━━ Excerpt to read

Low Priority (Automate Instead of Reviewing)
- Code style and formatting: Use automated formatters (Prettier, Black, gofmt). Do not waste reviewer time on indentation and bracket placement.
- Import ordering: Automate with linting rules.
- Naming conventions: Enforce with lint rules where possible. Only flag naming in review if it genuinely harms readability.
- Unused variables or imports: Static analysis tools catch these instantly.
- Consistent patterns: Where possible, encode patterns in architecture decision records and lint rules rather than relying on reviewers to catch deviations.
Rule of thumb: If a style or convention issue can be caught by a machine, do not ask a human to catch it. Reserve human attention for the things machines cannot evaluate: correctness, design, clarity, and security.
Review Scope for Small Changes
In a CD workflow, most changes are small - tens of lines, not hundreds. This changes the economics of review.
| Change Size |
Expected Review Time |
Review Depth |
| < 20 lines |
2-5 minutes |
Quick scan: is it correct? Any security issues? |
| 20-100 lines |
5-15 minutes |
Full review: behavior, tests, clarity |
| 100-200 lines |
15-30 minutes |
Detailed review: design, contracts, edge cases |
| > 200 lines |
Consider splitting the change |
Large changes get superficial reviews |
Research consistently shows that reviewer effectiveness drops sharply after 200-400 lines. If you are regularly reviewing changes larger than 200 lines, the problem is not the review process - it is the work decomposition.
Working Agreements for Review SLAs
Establish clear team agreements about review expectations. Without explicit agreements, review latency will drift based on individual habits.
Recommended Review Agreements
| Agreement |
Target |
| Response time |
Review within 2 hours during working hours |
| Reviewer count |
1 reviewer (or pairing as the review) |
| PR size |
< 200 lines of changed code |
| Blocking issues only |
Only block a merge for correctness, security, or significant design issues |
| Nitpicks |
Use a “nit:” prefix. Nitpicks are suggestions, not merge blockers |
| Stale PRs |
PRs open for > 24 hours are escalated to the team |
| Self-review |
Author reviews their own diff before requesting review |
How to Enforce Review SLAs
- Track review turnaround time. If it consistently exceeds 2 hours, discuss it in retrospectives.
- Make review a first-class responsibility, not something developers do “when they have time.”
- If a reviewer is unavailable, any other team member can review. Do not create single-reviewer dependencies.
- Consider pairing as the default and async review as the exception. This eliminates the review bottleneck entirely.
Code Review and Trunk-Based Development
Code review and TBD work together, but only if review does not block integration. Here is how to reconcile them:
| TBD Requirement |
How Review Adapts |
| Integrate to trunk at least daily |
Reviews must complete within hours, not days |
| Branches live < 24 hours |
PRs are opened and merged within the same day |
| Trunk is always releasable |
Reviewers focus on correctness, not perfection |
| Small, frequent changes |
Small changes are reviewed quickly and thoroughly |
If your team finds that review is the bottleneck preventing daily integration, the most effective solution is to adopt pair programming. It eliminates the review step entirely by making review continuous.

━━━━
━━ Stored data

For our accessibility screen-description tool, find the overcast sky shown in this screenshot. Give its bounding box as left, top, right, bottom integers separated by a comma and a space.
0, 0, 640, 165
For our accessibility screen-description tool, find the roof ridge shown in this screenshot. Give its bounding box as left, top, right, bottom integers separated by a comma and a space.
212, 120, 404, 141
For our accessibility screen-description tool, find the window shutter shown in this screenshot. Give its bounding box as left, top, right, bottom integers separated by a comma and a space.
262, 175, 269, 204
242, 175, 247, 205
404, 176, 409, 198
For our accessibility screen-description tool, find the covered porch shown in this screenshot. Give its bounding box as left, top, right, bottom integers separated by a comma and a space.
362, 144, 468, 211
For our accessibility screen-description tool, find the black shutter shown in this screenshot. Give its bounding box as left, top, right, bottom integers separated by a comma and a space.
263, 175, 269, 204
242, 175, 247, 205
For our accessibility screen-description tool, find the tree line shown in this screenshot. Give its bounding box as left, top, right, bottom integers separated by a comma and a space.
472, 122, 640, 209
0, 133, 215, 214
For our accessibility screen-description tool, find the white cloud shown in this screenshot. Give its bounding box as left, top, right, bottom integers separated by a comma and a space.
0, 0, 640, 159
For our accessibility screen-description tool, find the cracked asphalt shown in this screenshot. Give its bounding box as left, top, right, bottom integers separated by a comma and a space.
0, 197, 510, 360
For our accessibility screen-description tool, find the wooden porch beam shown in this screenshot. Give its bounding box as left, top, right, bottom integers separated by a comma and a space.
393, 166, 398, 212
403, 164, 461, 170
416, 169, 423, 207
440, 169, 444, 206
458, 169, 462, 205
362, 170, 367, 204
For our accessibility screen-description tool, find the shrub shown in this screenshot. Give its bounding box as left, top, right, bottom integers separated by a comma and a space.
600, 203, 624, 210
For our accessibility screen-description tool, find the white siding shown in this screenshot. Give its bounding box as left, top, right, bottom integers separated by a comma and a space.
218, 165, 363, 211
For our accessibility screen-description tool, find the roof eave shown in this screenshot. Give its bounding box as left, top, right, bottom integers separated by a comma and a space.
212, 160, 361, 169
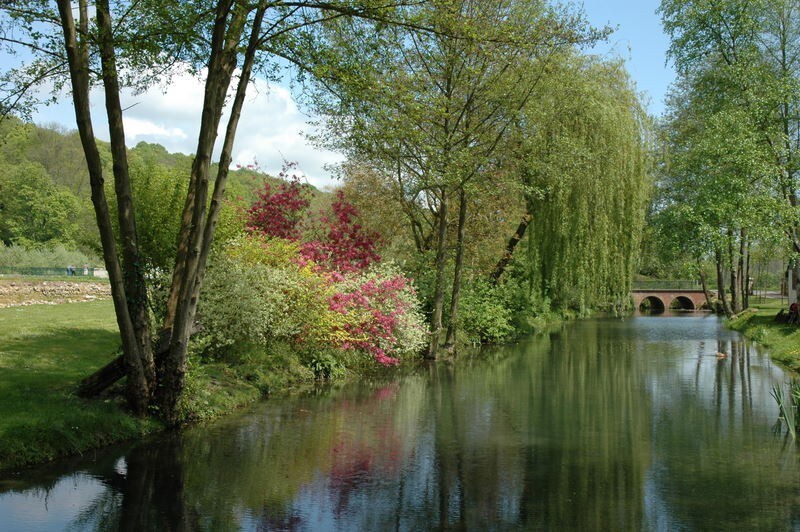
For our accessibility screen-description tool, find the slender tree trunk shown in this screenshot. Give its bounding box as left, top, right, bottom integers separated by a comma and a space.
697, 263, 714, 310
95, 0, 155, 395
426, 187, 448, 359
714, 250, 733, 316
156, 1, 246, 423
489, 206, 533, 284
444, 187, 467, 353
728, 229, 742, 314
741, 229, 750, 310
58, 0, 150, 415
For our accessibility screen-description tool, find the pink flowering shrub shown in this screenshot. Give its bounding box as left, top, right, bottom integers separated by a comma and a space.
302, 190, 380, 273
247, 176, 381, 273
247, 176, 311, 240
328, 263, 425, 366
199, 233, 424, 374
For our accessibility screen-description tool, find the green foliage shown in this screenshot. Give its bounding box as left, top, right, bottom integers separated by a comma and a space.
770, 381, 800, 440
0, 244, 100, 268
519, 55, 650, 312
459, 280, 515, 343
0, 162, 80, 246
126, 154, 189, 271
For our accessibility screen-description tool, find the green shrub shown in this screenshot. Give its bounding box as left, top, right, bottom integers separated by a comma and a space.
458, 279, 515, 343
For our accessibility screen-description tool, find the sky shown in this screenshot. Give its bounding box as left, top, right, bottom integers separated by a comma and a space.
14, 0, 674, 187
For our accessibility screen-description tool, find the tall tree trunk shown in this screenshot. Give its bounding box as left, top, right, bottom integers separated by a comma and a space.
426, 187, 448, 359
58, 0, 150, 415
444, 187, 467, 353
95, 0, 155, 394
156, 0, 246, 423
739, 228, 750, 310
714, 250, 733, 316
697, 263, 714, 310
73, 1, 266, 404
489, 207, 533, 284
728, 229, 742, 314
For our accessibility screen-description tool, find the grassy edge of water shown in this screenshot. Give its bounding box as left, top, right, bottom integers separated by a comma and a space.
0, 301, 313, 472
727, 303, 800, 372
0, 300, 574, 472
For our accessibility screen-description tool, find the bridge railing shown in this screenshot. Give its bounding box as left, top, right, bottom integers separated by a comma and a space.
632, 279, 703, 290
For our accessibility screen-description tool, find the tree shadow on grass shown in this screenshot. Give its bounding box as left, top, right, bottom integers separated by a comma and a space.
0, 328, 119, 387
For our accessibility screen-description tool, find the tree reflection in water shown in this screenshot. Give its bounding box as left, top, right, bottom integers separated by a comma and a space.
0, 318, 798, 530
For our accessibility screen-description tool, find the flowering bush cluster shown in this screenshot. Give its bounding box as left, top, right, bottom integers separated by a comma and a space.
247, 176, 311, 240
199, 233, 424, 366
328, 264, 424, 366
302, 190, 380, 273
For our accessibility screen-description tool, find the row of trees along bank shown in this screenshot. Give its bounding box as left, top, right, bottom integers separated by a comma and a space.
645, 0, 800, 315
0, 0, 649, 423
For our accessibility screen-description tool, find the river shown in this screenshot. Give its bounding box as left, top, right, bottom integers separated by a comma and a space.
0, 315, 800, 531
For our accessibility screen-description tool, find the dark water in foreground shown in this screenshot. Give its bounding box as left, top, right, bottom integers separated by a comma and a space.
0, 316, 800, 531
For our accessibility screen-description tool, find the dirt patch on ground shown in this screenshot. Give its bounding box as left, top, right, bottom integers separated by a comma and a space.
0, 280, 111, 308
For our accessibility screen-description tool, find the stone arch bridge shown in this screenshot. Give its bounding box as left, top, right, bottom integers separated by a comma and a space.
631, 288, 706, 312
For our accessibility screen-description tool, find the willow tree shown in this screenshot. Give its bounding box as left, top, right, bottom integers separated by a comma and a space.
0, 0, 432, 423
504, 54, 651, 310
310, 0, 602, 358
660, 0, 800, 303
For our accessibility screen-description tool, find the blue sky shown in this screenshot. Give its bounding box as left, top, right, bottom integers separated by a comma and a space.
12, 0, 674, 187
583, 0, 675, 115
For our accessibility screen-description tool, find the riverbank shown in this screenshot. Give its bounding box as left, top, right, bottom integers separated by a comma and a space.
728, 299, 800, 372
0, 300, 324, 470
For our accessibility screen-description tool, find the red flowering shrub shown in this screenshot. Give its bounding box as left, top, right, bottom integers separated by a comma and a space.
247, 175, 380, 273
328, 264, 424, 366
247, 171, 311, 240
301, 190, 380, 273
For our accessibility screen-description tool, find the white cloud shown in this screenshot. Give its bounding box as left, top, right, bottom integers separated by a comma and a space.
36, 68, 343, 187
123, 116, 188, 140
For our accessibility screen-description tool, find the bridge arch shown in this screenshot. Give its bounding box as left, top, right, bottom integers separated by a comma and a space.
669, 296, 697, 310
636, 295, 667, 314
631, 289, 706, 312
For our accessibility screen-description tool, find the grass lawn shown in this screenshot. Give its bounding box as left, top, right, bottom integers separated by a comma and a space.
0, 300, 160, 469
728, 298, 800, 371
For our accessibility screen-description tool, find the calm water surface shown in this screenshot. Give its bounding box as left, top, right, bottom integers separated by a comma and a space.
0, 316, 800, 531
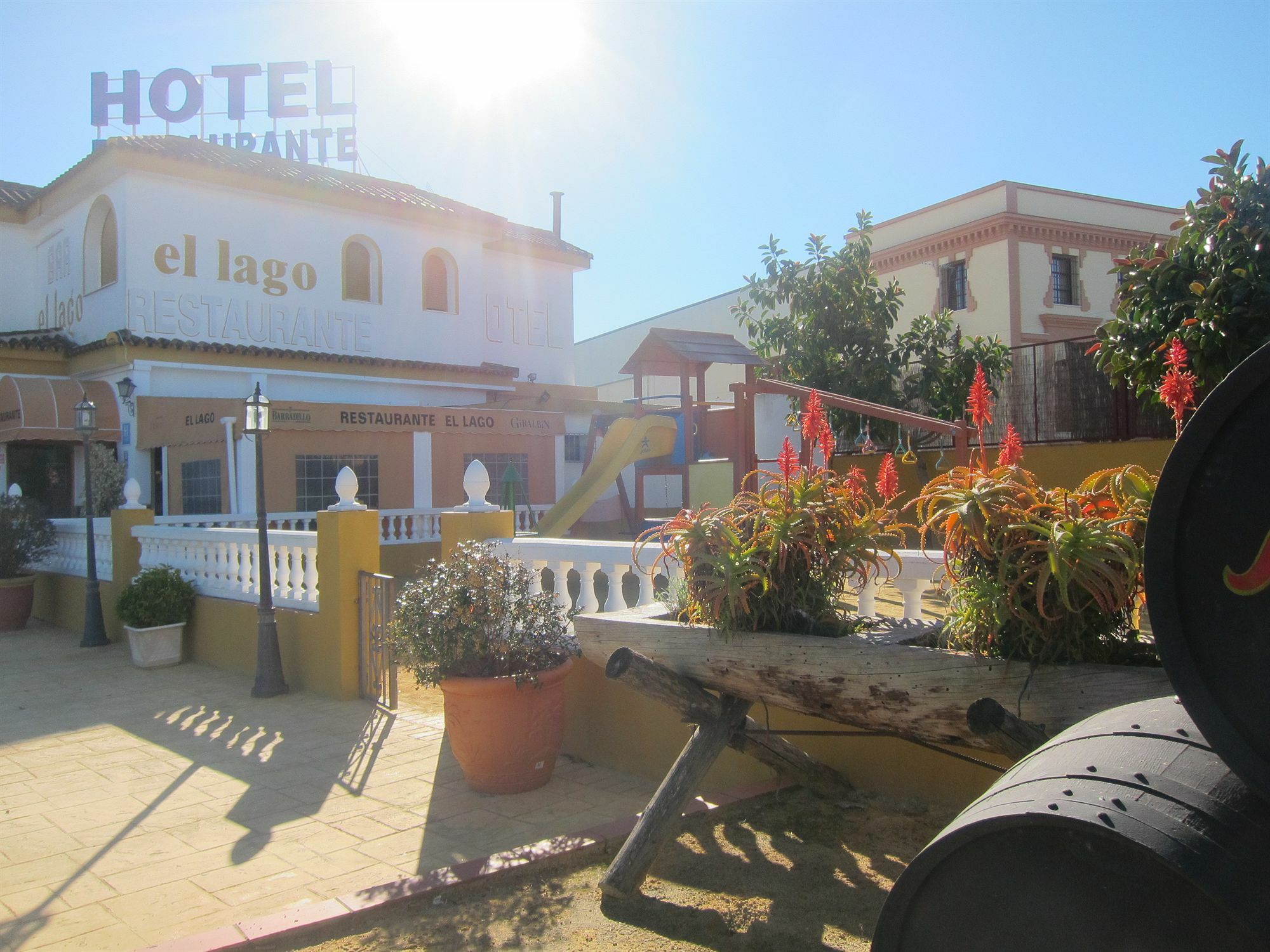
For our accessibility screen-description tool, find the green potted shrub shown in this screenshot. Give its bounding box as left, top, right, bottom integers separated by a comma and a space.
389, 543, 578, 793
0, 495, 57, 631
114, 565, 194, 668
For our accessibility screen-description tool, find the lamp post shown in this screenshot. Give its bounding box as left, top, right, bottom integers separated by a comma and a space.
243, 383, 287, 697
75, 396, 110, 647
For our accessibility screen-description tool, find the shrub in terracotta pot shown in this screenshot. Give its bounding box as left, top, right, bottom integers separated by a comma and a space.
390, 543, 578, 793
0, 495, 56, 631
114, 565, 194, 668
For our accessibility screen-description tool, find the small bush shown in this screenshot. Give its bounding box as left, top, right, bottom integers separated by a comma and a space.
0, 495, 57, 579
114, 565, 194, 628
389, 542, 580, 684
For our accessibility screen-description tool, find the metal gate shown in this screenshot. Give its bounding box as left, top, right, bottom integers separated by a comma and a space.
357, 572, 398, 711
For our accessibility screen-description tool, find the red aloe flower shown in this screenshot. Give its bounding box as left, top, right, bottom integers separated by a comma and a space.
803, 390, 824, 443
965, 363, 992, 472
1158, 338, 1195, 439
776, 437, 798, 482
997, 423, 1024, 466
878, 453, 899, 503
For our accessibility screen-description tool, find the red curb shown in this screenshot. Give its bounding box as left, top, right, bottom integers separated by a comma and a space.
144, 779, 792, 952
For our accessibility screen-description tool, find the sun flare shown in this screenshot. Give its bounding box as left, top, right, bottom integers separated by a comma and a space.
377, 0, 585, 105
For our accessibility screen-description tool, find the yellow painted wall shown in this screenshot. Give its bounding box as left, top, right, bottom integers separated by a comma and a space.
563, 658, 1010, 806
688, 459, 732, 509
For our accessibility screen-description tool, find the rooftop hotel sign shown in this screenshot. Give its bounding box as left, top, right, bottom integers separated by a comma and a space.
91, 60, 357, 165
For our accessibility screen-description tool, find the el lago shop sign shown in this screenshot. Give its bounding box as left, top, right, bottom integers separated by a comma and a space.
137, 397, 564, 449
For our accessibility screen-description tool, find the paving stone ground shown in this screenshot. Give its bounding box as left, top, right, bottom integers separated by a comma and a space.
0, 622, 657, 952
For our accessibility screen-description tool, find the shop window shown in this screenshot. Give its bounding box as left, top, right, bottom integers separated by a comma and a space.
84, 195, 119, 294
343, 235, 384, 305
940, 261, 965, 311
462, 453, 530, 505
1049, 255, 1080, 305
180, 459, 221, 515
423, 248, 458, 314
296, 454, 380, 513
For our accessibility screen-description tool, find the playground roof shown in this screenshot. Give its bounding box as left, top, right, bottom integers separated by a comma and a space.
620, 327, 767, 377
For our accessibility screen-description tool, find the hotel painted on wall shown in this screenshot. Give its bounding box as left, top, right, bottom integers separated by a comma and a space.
0, 136, 591, 515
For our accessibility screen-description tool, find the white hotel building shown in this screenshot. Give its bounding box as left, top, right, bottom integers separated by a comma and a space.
0, 136, 591, 515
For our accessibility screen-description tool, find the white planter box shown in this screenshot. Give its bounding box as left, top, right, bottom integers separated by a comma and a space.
123, 622, 185, 668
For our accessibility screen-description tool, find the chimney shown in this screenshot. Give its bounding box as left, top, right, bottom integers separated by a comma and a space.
551, 192, 564, 241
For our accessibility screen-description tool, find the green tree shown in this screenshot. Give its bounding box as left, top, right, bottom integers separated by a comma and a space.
732, 218, 904, 424
1097, 140, 1270, 396
895, 311, 1011, 442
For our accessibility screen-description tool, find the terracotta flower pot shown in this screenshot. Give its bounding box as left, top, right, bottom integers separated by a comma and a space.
0, 575, 36, 631
441, 659, 573, 793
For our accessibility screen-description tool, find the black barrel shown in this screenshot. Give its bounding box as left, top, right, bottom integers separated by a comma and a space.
872, 697, 1270, 952
1144, 345, 1270, 800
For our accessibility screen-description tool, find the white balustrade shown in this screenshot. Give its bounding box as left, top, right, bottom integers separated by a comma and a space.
495, 537, 944, 618
494, 536, 678, 613
132, 526, 319, 612
32, 517, 114, 581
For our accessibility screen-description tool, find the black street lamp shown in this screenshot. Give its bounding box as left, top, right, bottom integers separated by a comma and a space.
75, 396, 110, 647
243, 383, 288, 697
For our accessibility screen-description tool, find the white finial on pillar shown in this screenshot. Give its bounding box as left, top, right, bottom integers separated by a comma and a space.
326, 466, 366, 513
458, 459, 498, 513
119, 476, 145, 509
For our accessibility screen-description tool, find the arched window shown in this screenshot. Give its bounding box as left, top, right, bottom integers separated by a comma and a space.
84, 195, 119, 294
343, 235, 384, 305
423, 248, 458, 314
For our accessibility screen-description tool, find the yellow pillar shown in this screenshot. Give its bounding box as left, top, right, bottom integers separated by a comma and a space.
102, 509, 155, 641
315, 509, 380, 699
441, 509, 516, 559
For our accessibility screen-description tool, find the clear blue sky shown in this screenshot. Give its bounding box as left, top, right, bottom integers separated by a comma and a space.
0, 0, 1270, 339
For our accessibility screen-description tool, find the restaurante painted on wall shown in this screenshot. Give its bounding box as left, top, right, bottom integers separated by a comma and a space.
0, 136, 591, 515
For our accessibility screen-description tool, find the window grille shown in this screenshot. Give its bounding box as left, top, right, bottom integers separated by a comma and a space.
1049, 255, 1080, 305
940, 261, 966, 311
296, 454, 380, 513
180, 459, 221, 515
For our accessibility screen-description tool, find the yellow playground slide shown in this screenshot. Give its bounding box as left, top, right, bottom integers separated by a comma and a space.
536, 415, 676, 538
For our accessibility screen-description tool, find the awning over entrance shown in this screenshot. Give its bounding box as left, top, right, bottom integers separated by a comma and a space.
137, 397, 564, 449
0, 376, 119, 443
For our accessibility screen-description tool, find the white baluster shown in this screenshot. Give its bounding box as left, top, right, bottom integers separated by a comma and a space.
578, 562, 599, 614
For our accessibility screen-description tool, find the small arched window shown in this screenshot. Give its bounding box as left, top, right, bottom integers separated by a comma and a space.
84, 195, 119, 294
423, 248, 458, 314
343, 235, 382, 305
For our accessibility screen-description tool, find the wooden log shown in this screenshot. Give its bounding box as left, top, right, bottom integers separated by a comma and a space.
965, 697, 1049, 758
605, 647, 851, 798
573, 605, 1175, 750
599, 696, 749, 899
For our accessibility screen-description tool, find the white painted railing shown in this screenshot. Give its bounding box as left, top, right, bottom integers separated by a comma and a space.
495, 538, 944, 618
132, 526, 319, 612
33, 517, 114, 581
494, 537, 678, 613
155, 513, 318, 532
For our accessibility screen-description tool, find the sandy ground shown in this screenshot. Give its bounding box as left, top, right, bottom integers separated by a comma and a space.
260, 791, 955, 952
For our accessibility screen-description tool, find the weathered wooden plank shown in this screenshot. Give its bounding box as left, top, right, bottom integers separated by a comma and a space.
605, 647, 851, 798
574, 605, 1172, 750
965, 697, 1049, 758
599, 696, 751, 899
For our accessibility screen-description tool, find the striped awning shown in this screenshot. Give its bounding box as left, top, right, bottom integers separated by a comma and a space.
0, 376, 119, 443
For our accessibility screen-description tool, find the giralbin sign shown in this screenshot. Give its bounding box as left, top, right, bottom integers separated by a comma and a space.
91, 60, 357, 165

━━━━

- _Aim A_: Rewrite the records from their first line through the line containing "362, 170, 367, 204", changing every "screenshot" to "screen capture" and leaving everything else the same.
- _Aim B_: Write what comes next in the code review guidance, picking up after its final sentence.

- _Final answer A_:
For our accessibility screen-description tool, find the overcast sky shown in this screen capture. Give its bounding box as left, top, right, bottom integers separated by a comma and a space.
0, 0, 640, 165
For our accessibility screen-description tool, find the roof ridge shown in this screen capture. Give its bounding box as left, top, right, bottom integers separated by a comma and a space.
212, 120, 404, 141
For our accessibility screen-description tool, find the window shutter shown in this screen capture. Give its bounding box as left, top, right, bottom integers separated by a comma and a space.
262, 175, 269, 204
242, 175, 247, 205
404, 176, 409, 198
For our accessibility screen-description tool, find the covered porch shown in this screen capture. Give its bounding box as left, top, right, bottom integers separated by a comma and a space.
362, 144, 468, 211
For our accessibility screen-description tool, find the black shutter shown in this screen capture. Give its bounding box as left, top, right, bottom integers separated by a comma and a space.
263, 175, 269, 204
242, 175, 247, 205
For our accessibility screen-description tool, find the tree line shown in this screen capture. Give its bounding box as left, top, right, bottom integers separated by a comma and a space.
472, 122, 640, 209
0, 133, 215, 214
For our accessibility screen-description tool, find the white cloud shown in this screen capture. Give its bounding box as left, top, right, bottom integers separated by a comma and a space.
0, 0, 640, 159
For our accessibility screen-description tool, find the cracked asphalt shown in this screen capture. Give its bounding box as left, top, right, bottom integers separated by a comma and a space.
0, 197, 510, 360
For our accessibility screen-description tool, find the wooden porch beam shown in this screen capture. Give its bounding box as left, top, right, bottom integers separated by a comma and a space.
393, 166, 398, 212
403, 164, 461, 170
416, 169, 423, 207
440, 169, 444, 206
458, 169, 462, 205
362, 170, 367, 204

- _Final answer B_:
Measuring Success
| Metric |
Target |
Why It Matters |
| Review turnaround time |
< 2 hours |
Prevents review from blocking integration |
| PR size (lines changed) |
< 200 lines |
Smaller PRs get faster, more thorough reviews |
| PR age at merge |
< 24 hours |
Aligns with TBD branch age constraint |
| Review rework cycles |
< 2 rounds |
Multiple rounds indicate the change is too large or design was not discussed upfront |
Next Step
Code review practices need to be codified in team agreements alongside other shared commitments. Continue to Working Agreements to establish your team’s definitions of done, ready, and CI practice.
This content is adapted from the Dojo Consortium,
licensed under CC BY 4.0.
6 - Working Agreements
Establish shared definitions of done and ready to align the team on quality and process.
Phase 1 - Foundations | Adapted from Dojo Consortium
The practices in Phase 1 - trunk-based development, testing, small work, and fast review - only work when the whole team commits to them. Working agreements make that commitment explicit. This page covers the key agreements a team needs before moving to pipeline automation in Phase 2.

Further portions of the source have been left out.